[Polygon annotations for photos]
--- Begin ---

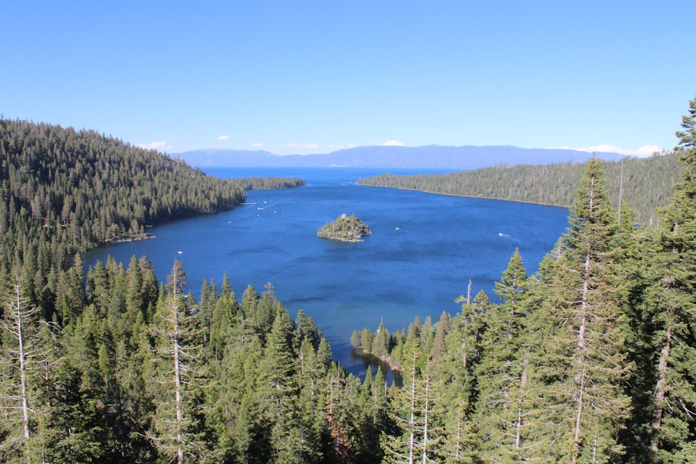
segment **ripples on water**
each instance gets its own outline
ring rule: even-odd
[[[436,321],[443,310],[454,315],[460,308],[454,299],[466,293],[470,279],[474,295],[483,289],[494,299],[494,282],[516,247],[532,273],[567,227],[564,208],[354,184],[383,170],[209,172],[223,177],[299,177],[307,186],[250,191],[246,205],[152,227],[155,239],[93,250],[85,255],[86,265],[111,255],[127,266],[132,255],[144,255],[164,280],[176,258],[195,294],[204,278],[219,287],[226,273],[238,298],[248,285],[260,293],[270,282],[291,317],[303,309],[326,335],[334,357],[356,374],[365,366],[351,353],[354,330],[374,330],[383,321],[395,331],[416,316]],[[359,243],[316,237],[317,228],[341,213],[355,214],[373,234]]]

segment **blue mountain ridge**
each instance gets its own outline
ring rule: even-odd
[[[583,163],[592,154],[561,148],[520,148],[512,145],[462,147],[430,145],[422,147],[363,146],[320,154],[274,154],[263,150],[219,148],[173,154],[191,166],[206,167],[274,168],[405,168],[422,169],[478,169],[516,164]],[[596,152],[606,161],[624,155]]]

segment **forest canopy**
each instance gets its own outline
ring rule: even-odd
[[[470,291],[437,322],[355,333],[362,352],[398,367],[401,387],[381,370],[364,381],[346,372],[320,328],[301,310],[292,319],[270,283],[238,298],[223,275],[205,280],[196,299],[178,261],[165,282],[145,257],[97,262],[86,276],[79,254],[56,267],[83,238],[78,218],[92,216],[69,208],[76,235],[45,232],[62,230],[52,202],[73,203],[59,189],[35,191],[60,177],[56,186],[79,195],[94,173],[98,195],[130,198],[148,186],[129,182],[128,162],[103,162],[112,159],[104,152],[148,152],[72,129],[56,129],[75,138],[56,151],[37,135],[50,127],[11,124],[13,136],[33,142],[13,149],[15,164],[6,148],[22,139],[2,141],[5,212],[14,211],[0,262],[1,462],[694,462],[696,99],[677,132],[682,176],[655,227],[635,227],[627,205],[619,214],[603,163],[591,159],[567,232],[534,273],[515,250],[495,284],[499,303]],[[79,166],[63,169],[63,156],[47,154],[81,146],[79,134],[92,141],[81,152],[103,148],[89,159],[102,170],[81,163],[83,177],[70,180]],[[165,178],[205,179],[159,162]],[[31,189],[28,172],[42,179]],[[10,188],[6,173],[24,184]],[[214,207],[203,200],[210,191],[201,195],[152,217]],[[86,210],[108,209],[90,200]],[[102,237],[95,223],[85,237]],[[121,231],[105,230],[113,235],[101,239]]]
[[[658,208],[665,206],[681,175],[678,161],[683,150],[649,158],[626,158],[603,163],[609,198],[618,208],[619,198],[631,208],[640,224],[657,225]],[[434,193],[507,200],[569,207],[576,198],[583,166],[496,166],[448,174],[381,174],[358,182],[360,185],[396,187]]]

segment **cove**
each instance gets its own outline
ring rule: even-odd
[[[291,317],[302,308],[334,358],[361,376],[367,362],[351,352],[354,330],[374,330],[383,321],[393,332],[416,316],[454,315],[470,279],[472,296],[483,289],[495,301],[494,282],[515,248],[531,274],[568,226],[565,208],[355,184],[383,169],[207,170],[221,177],[297,177],[307,185],[248,191],[246,204],[232,211],[160,225],[148,230],[154,239],[88,252],[86,266],[109,255],[127,266],[134,255],[145,255],[164,281],[177,259],[195,294],[204,278],[219,289],[227,273],[238,299],[248,285],[261,293],[270,282]],[[342,213],[354,214],[373,234],[357,243],[318,238],[317,230]]]

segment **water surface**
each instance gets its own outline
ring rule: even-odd
[[[321,327],[334,357],[360,374],[351,355],[354,330],[391,331],[416,316],[457,313],[457,296],[484,290],[492,298],[516,247],[529,273],[567,227],[567,209],[355,184],[383,172],[355,168],[235,168],[220,177],[299,177],[307,186],[250,191],[247,204],[214,215],[150,229],[155,239],[93,250],[86,265],[111,255],[127,266],[146,255],[164,280],[175,259],[198,294],[204,278],[219,288],[223,274],[238,298],[247,285],[260,293],[271,282],[294,317],[302,308]],[[396,173],[413,171],[396,171]],[[317,229],[342,213],[373,231],[363,242],[319,239]],[[180,254],[178,252],[182,252]]]

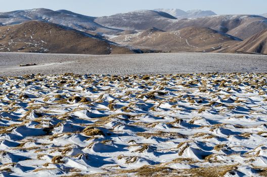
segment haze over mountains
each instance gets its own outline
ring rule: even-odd
[[[263,16],[217,15],[211,11],[176,9],[99,17],[46,9],[0,13],[0,51],[109,54],[159,50],[267,54],[264,37],[267,18]],[[53,35],[48,35],[50,29]]]

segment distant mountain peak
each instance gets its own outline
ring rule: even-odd
[[[195,18],[216,15],[211,11],[202,11],[199,9],[184,11],[179,9],[158,9],[155,11],[164,12],[169,14],[177,19]]]

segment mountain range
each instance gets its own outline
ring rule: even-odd
[[[91,17],[65,10],[0,13],[0,51],[86,54],[267,54],[264,15],[158,9]]]
[[[165,12],[176,17],[177,19],[195,18],[217,15],[211,11],[201,10],[192,10],[186,12],[179,9],[155,9],[154,11]]]

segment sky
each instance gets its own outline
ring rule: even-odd
[[[43,8],[65,9],[91,16],[138,10],[180,9],[211,10],[219,15],[267,13],[267,0],[2,0],[0,12]]]

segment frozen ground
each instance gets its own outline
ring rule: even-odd
[[[266,176],[266,77],[0,77],[0,173]]]
[[[19,67],[36,63],[36,66]],[[0,75],[265,72],[267,56],[164,53],[110,56],[0,53]]]

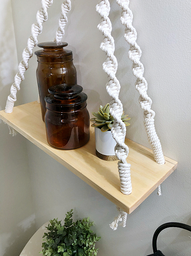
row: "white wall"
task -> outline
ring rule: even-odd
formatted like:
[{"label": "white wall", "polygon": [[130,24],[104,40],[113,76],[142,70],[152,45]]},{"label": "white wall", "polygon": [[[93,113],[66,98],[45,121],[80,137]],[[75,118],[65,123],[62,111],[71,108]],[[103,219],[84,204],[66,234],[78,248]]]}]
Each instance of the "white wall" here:
[{"label": "white wall", "polygon": [[[0,110],[17,70],[10,0],[0,5]],[[22,101],[18,95],[17,104]],[[35,231],[26,140],[0,120],[0,255],[18,255]]]},{"label": "white wall", "polygon": [[[102,70],[105,56],[99,49],[103,36],[97,28],[100,18],[95,11],[97,1],[72,2],[63,41],[68,43],[67,48],[73,51],[78,83],[88,95],[88,108],[91,112],[110,100],[105,88],[107,76]],[[124,28],[120,21],[121,10],[114,0],[110,2],[112,35],[118,60],[117,75],[121,86],[120,96],[125,112],[131,118],[127,137],[149,147],[139,95],[134,89],[136,79],[128,58],[129,46],[123,38]],[[62,2],[54,1],[48,10],[49,19],[43,24],[39,41],[53,40]],[[40,1],[18,0],[12,1],[12,4],[20,60]],[[115,205],[27,142],[36,228],[51,218],[63,219],[65,213],[73,208],[74,218],[89,216],[95,221],[95,230],[102,238],[99,243],[100,256],[146,256],[152,252],[152,235],[160,225],[172,221],[191,224],[190,1],[135,0],[131,1],[130,7],[138,33],[137,42],[142,51],[141,60],[148,92],[156,112],[157,133],[164,154],[179,162],[176,170],[162,185],[162,196],[152,193],[128,216],[125,228],[119,227],[113,231],[108,224],[117,213]],[[21,86],[25,102],[37,98],[35,56],[30,61],[29,66]],[[159,248],[167,255],[188,255],[191,248],[189,235],[180,230],[164,231],[160,237]],[[185,254],[181,252],[183,249]]]}]

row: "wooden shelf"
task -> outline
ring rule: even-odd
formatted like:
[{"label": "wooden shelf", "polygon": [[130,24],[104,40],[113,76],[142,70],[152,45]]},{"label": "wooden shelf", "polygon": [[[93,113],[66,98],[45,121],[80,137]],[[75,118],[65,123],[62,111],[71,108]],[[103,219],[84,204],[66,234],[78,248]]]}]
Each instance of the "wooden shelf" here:
[{"label": "wooden shelf", "polygon": [[40,104],[37,101],[15,107],[11,114],[2,111],[0,118],[129,214],[177,166],[176,162],[166,157],[165,164],[158,164],[151,150],[126,139],[129,149],[127,161],[131,165],[133,192],[125,195],[120,191],[118,161],[104,161],[96,155],[94,130],[92,127],[90,140],[86,145],[65,151],[56,149],[48,144]]}]

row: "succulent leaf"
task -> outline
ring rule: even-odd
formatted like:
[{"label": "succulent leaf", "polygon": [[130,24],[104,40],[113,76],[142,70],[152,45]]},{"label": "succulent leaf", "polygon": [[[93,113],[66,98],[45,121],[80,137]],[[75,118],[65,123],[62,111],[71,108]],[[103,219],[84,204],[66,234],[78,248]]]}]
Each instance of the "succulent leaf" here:
[{"label": "succulent leaf", "polygon": [[98,117],[98,118],[100,118],[100,117],[103,118],[104,116],[102,114],[101,114],[99,111],[97,112],[97,114],[98,115],[99,115],[99,117]]},{"label": "succulent leaf", "polygon": [[102,115],[104,115],[104,111],[103,111],[103,110],[102,110],[101,109],[99,109],[99,112],[100,112],[100,113],[101,114],[102,114]]},{"label": "succulent leaf", "polygon": [[94,123],[94,124],[96,126],[103,126],[105,124],[105,122],[100,123],[99,122],[96,122]]},{"label": "succulent leaf", "polygon": [[109,114],[107,114],[107,113],[106,113],[106,112],[104,112],[104,114],[105,116],[108,116],[109,117]]},{"label": "succulent leaf", "polygon": [[107,131],[109,129],[109,128],[108,127],[108,126],[107,125],[105,125],[104,126],[103,126],[103,127],[102,127],[101,130],[102,132],[107,132]]},{"label": "succulent leaf", "polygon": [[107,103],[106,105],[103,108],[103,111],[104,111],[104,112],[105,112],[105,109],[109,105],[109,103]]},{"label": "succulent leaf", "polygon": [[[101,128],[101,130],[102,132],[106,132],[112,128],[113,124],[114,119],[110,113],[109,103],[107,103],[104,107],[101,105],[99,111],[97,113],[92,112],[92,114],[96,117],[96,118],[90,119],[91,121],[95,122],[94,124],[91,125],[92,127]],[[125,115],[124,111],[123,111],[121,118],[126,126],[130,125],[129,123],[126,122],[131,119],[128,117],[128,115]]]},{"label": "succulent leaf", "polygon": [[112,127],[113,126],[113,124],[108,124],[107,125],[107,126],[110,129],[111,129]]},{"label": "succulent leaf", "polygon": [[107,114],[109,114],[109,106],[108,106],[106,108],[104,112],[107,113]]},{"label": "succulent leaf", "polygon": [[105,119],[104,118],[95,118],[95,119],[96,122],[103,122],[105,121]]},{"label": "succulent leaf", "polygon": [[89,119],[89,121],[92,122],[96,122],[96,118],[91,118],[91,119]]},{"label": "succulent leaf", "polygon": [[106,120],[109,120],[110,118],[108,116],[105,116],[105,114],[104,116],[104,117]]},{"label": "succulent leaf", "polygon": [[96,112],[92,112],[92,114],[96,117],[98,117],[98,118],[100,117],[100,115],[97,113],[96,113]]}]

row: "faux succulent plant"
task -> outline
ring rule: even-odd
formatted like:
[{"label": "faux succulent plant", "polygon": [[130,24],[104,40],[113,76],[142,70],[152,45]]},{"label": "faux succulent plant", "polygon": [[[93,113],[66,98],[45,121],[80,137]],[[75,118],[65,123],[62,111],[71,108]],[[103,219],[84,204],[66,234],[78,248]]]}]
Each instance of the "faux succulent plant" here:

--- End ---

| Objective |
Pull out each line of the items above that contains the word "here".

| Correct response |
Each instance of the "white wall" here:
Each instance of the "wooden shelf" here:
Each instance of the "succulent leaf" here:
Each instance of the "faux succulent plant" here:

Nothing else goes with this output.